§ **EXERCISE TASKS**
a. In the discussion of OpenDNS, rewrite the part that opens with the words containing "Does OpenDNS still" and closes with "be replicable today.", swapping every "MSDN" for "TechNet".
b. Add the next part of the discussion of OpenDNS, picking up after its last sentence.

§ **SELECTED PASSAGE**
■ ■ ■ ■ ■ ■ ■
Does OpenDNS still hijack addresses that don't resolve for ads?


Yes, they fuck with NXDOMAIN.

I don't understand why anyone puts up with them. I suspect because they have the word "Open" in their name.


One reason I don't use OpenDNS.com or Google DNS is that it means I might not hit the optimal CDN for me. Maybe they have improved things but last time I used it, I often ended up hitting CDN end points that were not optimal. For example, downloading MSDN content was slow. If I switched to my internet service providers DNS servers, I would hit a more optimal CDN end point that was faster. I had a similar experience with Netflix.

Note my example with MSDN took place a while ago so it might be replicable today.


It might be worth trying again, at least in theory, you should get correct CDN endpoints whatever happens. I suppose there might be an exception to this if a CDN has edge nodes within your ISP though. There's a bit more detail at https://developers.google.com/speed/public-dns/faq#cdn


My solution is to use my provider's DNS servers first and Google DNS after those.


Using OpenDNS does not provide all the benefits of running your own DNS server where "benefits" includes fine grained control.

Additionally OpenDNS has some behaviors that network admins aren't crazy about. OpenDNS will return an answer for queries with no authoritative match. For example, if you query `dig noexist.example.com @208.67.222.222` (that's an OpenDNS resolver IP), you'll get answer: 1 and an IP address. This is considered a "feature" by OpenDNS, but from a purist's perspective, it is a breakage.
■ ■ ■ ■ ■ ■ ■
§ **EXTRACTED DATA**

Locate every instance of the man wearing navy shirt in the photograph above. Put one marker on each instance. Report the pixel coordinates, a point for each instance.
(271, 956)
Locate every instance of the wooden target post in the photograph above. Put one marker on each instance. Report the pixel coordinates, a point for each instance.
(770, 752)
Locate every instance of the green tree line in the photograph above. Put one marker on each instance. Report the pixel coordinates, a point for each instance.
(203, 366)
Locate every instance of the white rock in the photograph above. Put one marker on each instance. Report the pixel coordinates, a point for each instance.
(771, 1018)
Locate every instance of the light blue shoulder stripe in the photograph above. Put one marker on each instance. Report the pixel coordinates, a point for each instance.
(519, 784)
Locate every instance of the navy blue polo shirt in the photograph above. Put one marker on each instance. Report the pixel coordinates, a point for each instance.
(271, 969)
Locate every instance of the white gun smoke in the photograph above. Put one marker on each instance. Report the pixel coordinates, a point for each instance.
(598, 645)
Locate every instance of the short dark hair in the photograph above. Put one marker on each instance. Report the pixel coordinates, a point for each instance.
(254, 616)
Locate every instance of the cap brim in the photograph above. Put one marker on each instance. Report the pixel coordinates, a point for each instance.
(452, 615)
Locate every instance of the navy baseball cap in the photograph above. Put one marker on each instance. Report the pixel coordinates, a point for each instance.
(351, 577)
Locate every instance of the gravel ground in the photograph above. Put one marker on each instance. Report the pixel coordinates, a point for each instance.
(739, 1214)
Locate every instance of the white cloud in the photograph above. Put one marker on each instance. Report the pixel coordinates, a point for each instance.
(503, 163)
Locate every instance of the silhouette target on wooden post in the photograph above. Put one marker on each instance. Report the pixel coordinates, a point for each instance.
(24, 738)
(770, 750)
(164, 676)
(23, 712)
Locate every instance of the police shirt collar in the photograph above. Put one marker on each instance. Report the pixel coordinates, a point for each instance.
■ ■ ■ ■ ■ ■ ■
§ **OUTPUTS**
a.
Does OpenDNS still hijack addresses that don't resolve for ads?


Yes, they fuck with NXDOMAIN.

I don't understand why anyone puts up with them. I suspect because they have the word "Open" in their name.


One reason I don't use OpenDNS.com or Google DNS is that it means I might not hit the optimal CDN for me. Maybe they have improved things but last time I used it, I often ended up hitting CDN end points that were not optimal. For example, downloading TechNet content was slow. If I switched to my internet service providers DNS servers, I would hit a more optimal CDN end point that was faster. I had a similar experience with Netflix.

Note my example with TechNet took place a while ago so it might be replicable today.

b.
We do not run our own DNS server for client name-resolution, because we don't have any need for the control it provides. I acknowledge that some people do, however.


They set up a caching server for their organization so the DNS lookups are faster, but they forget to restrict the recursive queries only to their organization so anyone else can use them.

That makes them work like Smurf ampliefiers (http://en.wikipedia.org/wiki/Smurf_attack) in the past.


I did a search on the /24 block my DSL connection is part of, on openresolve.

There were 14 open resolvers. Prodding a bit around at them , many of them are just linux machines people in my area put on the internet, and have just installed a DNS server on it, likely for caching purposes, but it isn't set up properly.

Ofcourse these are DSL connections, so the upload rate is likely just 512kbit, but all you need is enough of them.


And there are many times more similarly configured *nix boxes in data centers (with data center bandwidth). Google's gigabit service could be an interesting block to search...


There isn't much incentive save for the fact that it is easier to configure. For some versions of DNS servers you need to consciously disable recursive lookups and then configure the list of servers that are accepted.

If a DNS server doesn't perform lookups for any outside server it isnt very useful.

If you think about a web host, with X number of servers that host websites, these are considered the Master DNS servers when the physical domains being hosted reside on those servers.

The public listed DNS servers on your domain WHOIS records are actually the Secondary DNS servers, and these perform the DNS lookups when someone accesses the hosted website on your Master server.

If the Secondary server accepts requests from anyone, even domains it isn't explicitly responsible for, then it is performing recursive lookups.

A more secure configuration is for the Secondary servers to only accept lookups for its own Master servers.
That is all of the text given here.